Once I suited up I took the empty nuc box (again) and placed it beneath the bush. I cut out the branch of rosemary and let it drop into the box. Once I closed the box I place it next to the Hv1, which is a few feet away. By now most of the bee at the entrance of the main hive appeared to be retuning back into the hive. So far so good. It was then I made a number of calls seeking advice.

After a long conversation with one particular experienced beekeeper who outlined some of the possible scenarios regarding the caste of bees. She suggested that I either have a queen returning from its mating flight (best case scenario), or last Sunday I somehow missed a queen cell and now I have two queens. In the latter case I shall have to check things out and take corrective action. The latter case will involve keeping one queen ( in the main hive), and knocking off the other queen bee. That done I shall combine bees from the main hive and the nuc in order to preserve the strength of this colony.

All said and done I have had quite enough excitement for one week, though I have learned a heck of a lot. Who said beekeeping is a gentle pastime?

Thursday, 22 April 2010

Hiving the swarm

This morning my friend Tom came and gave me a hand hiving the swarm transferring the new colony from the nuc to the new hive. He took the photo you see here.

The weather is simply lovely. Yesterday morning I took the time to monitor activities at both hives and checking it against the clock. It would seem that around 11 am is the best time to move the bees when things are just warming up but not so much so as to be troublesome.

Ideally I would like to take time to look for the queen in Hv2 (the new hive) while I was doing the transfer, but as the entire colony must have enough disturbance since Sunday I decided just to move the frames, put out a feeder with sugar solution ( 1 litre of water to 2 kg of sugar) and closed up the hive. The proper inspection will just have to wait. I am also planning to get some help marking the new queen. Without doubt I shall have to do the same with the old hive (Hv1). Within half an hours of moving the frames all bees calmed down and starting to get in and out of HV2 with no fuss.

Things are calm over Hv1 so fingers cross the queen cell I saw on Saturday is getting on producing a new queen. There is now a bit of a mystery as to what had happened to the old green dotted queen. Has it died, or been supersedured ( a sort of palace coup for those who doesn't know what this is)? If so when did it happened? I only actually saw that queen a couple of times last year so it could have happened any time between January and a few weeks ago. In any case I think I had been lucky not loosing the colony. However with the old colony effectively divided I now face the challenge of having a hive (probably HV1) build itself up fast enough to start producing surplus honey. Peter who supply the new hove to me is confident that the new hive will build up quickly. Thankfully the season has just started so time is on my side.

# Excerpted data
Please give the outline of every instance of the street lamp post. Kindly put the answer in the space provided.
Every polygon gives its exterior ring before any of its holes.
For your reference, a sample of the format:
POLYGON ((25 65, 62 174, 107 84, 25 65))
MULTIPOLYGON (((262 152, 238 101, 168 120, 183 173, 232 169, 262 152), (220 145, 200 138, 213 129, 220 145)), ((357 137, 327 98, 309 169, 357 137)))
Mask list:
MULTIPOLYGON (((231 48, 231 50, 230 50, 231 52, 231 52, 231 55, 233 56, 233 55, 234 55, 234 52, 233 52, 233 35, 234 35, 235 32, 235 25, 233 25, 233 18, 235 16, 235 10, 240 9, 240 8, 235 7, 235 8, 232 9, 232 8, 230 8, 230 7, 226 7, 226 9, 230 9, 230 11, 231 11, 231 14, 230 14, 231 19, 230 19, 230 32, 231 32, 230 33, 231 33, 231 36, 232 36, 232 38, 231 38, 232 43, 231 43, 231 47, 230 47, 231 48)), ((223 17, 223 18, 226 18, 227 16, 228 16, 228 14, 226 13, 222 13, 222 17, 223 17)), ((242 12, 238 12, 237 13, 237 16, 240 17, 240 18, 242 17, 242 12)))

--

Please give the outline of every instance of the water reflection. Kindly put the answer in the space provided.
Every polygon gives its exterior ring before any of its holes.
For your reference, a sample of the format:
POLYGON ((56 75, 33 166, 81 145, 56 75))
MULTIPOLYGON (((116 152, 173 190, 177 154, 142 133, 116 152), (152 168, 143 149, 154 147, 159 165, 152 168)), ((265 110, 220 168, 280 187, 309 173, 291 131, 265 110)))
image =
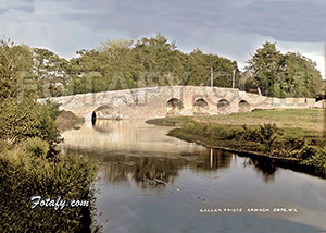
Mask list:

# Task description
Print everything in the beekeeping diary from "All said and" down to "to be troublesome.", copied word for word.

# Your response
All said and done I have had quite enough excitement for one week, though I have learned a heck of a lot. Who said beekeeping is a gentle pastime?

Thursday, 22 April 2010

Hiving the swarm

This morning my friend Tom came and gave me a hand hiving the swarm transferring the new colony from the nuc to the new hive. He took the photo you see here.

The weather is simply lovely. Yesterday morning I took the time to monitor activities at both hives and checking it against the clock. It would seem that around 11 am is the best time to move the bees when things are just warming up but not so much so as to be troublesome.